» Consigne A
Les affirmations (i), (ii) et (iii) concordent-elles avec le texte sur les Objectifs du millénaire pour le développement ? Répondez à chacune par oui ou non, en citant mot pour mot le passage qui tranche.
(i) Les OMD ont été adoptés à l’unanimité par l’Assemblée générale des Nations Unies en 2000.
(ii) Le recueil réunit les contributions de neuf auteurs.
(iii) Selon les auteurs, les OMD accordent une place centrale à la réduction des inégalités.
» Consigne B
Reprenez le texte sur les Objectifs du millénaire pour le développement et poursuivez-le après sa dernière phrase.
··· Texte fourni
Comme il est difficile d’être contre la vertu, rares sont les critiques adressées aux Objectifs du millénaire pour le développement (OMD), adoptés à l’unanimité par l’Assemblée générale des Nations Unies en 2000. Qui s’opposerait en effet à ces objectifs qui visent, entre autres, la réduction du nombre de pauvres, l’éducation de base pour tous, la lutte contre les maladies infectieuses, l’égalité entre les sexes et le développement durable ?
Or, les textes rassemblés dans ces Points de vue critiques du Sud s’emploient à mettre en évidence les insuffisances, les incohérences et les non-dits que cachent, sous leurs dehors fort généreux, les OMD. Les onze auteurs, parmi lesquels on compte des critiques établis de la mondialisation libérale tels que Samir Amin, Patrick Bond et Martin Khor, démontrent que les OMD évacuent des thèmes aussi essentiels que la réduction des inégalités et la justice sociale. Ils soulignent aussi combien les approches préconisées pour mettre en œuvre ces objectifs posent problème. En adoptant la Déclaration du Millénaire, l’Assemblée générale de l’ONU a effectivement fait siennes les thèses de la Banque Mondiale et du FMI sur la bonne gouvernance, l’ouverture des marchés et le soutien au secteur privé. Des stratégies qui, appliquées depuis près de 25 ans dans les pays du Sud, n’ont eu pour résultat que d’y aggraver la pauvreté et les inégalités.
······
··· Données fournies
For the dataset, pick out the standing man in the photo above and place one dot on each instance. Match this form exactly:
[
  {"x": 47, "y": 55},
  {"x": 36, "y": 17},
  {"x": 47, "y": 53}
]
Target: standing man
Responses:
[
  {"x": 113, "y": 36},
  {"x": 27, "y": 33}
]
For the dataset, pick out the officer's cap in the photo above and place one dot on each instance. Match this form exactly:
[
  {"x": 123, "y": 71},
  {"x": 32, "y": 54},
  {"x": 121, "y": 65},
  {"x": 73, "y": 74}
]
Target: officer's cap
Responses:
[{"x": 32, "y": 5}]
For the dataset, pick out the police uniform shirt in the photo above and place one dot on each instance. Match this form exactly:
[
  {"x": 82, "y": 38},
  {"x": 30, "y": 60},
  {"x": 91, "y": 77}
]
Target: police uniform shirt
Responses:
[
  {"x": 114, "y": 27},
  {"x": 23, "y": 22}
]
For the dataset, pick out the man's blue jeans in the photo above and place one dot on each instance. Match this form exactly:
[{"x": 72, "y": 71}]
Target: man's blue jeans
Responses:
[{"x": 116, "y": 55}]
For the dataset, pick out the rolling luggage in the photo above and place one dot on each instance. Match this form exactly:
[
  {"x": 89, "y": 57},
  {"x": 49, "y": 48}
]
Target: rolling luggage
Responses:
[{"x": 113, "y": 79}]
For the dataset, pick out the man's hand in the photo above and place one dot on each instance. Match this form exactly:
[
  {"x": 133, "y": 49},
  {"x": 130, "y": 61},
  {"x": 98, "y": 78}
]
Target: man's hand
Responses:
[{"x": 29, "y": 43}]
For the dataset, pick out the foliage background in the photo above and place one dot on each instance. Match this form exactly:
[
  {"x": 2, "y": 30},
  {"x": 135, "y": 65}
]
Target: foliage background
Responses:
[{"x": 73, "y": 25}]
······
» Réponse A
(i) Oui : « adoptés à l’unanimité par l’Assemblée générale des Nations Unies en 2000 ».
(ii) Non : « Les onze auteurs ».
(iii) Non : « les OMD évacuent des thèmes aussi essentiels que la réduction des inégalités et la justice sociale ».

» Réponse B
Comme dans d’autres ouvrages collectifs, le message véhiculé par les textes rassemblés ici est parfois un peu répétitif, plusieurs des critiques adressées au concept de bonne gouvernance, notamment, se recoupant passablement. Ce livre a néanmoins le grand mérite de nous faire entendre des voix qui remettent en question les consensus officiellement proclamés sur l’évolution de l’ordre mondial. Il lance un appel éloquent pour des alternatives aux OMD qui se donneraient comme ambition d’établir des démocraties effectives et de concrétiser les droits sociaux essentiels, au bénéfice des peuples du Sud et du Nord.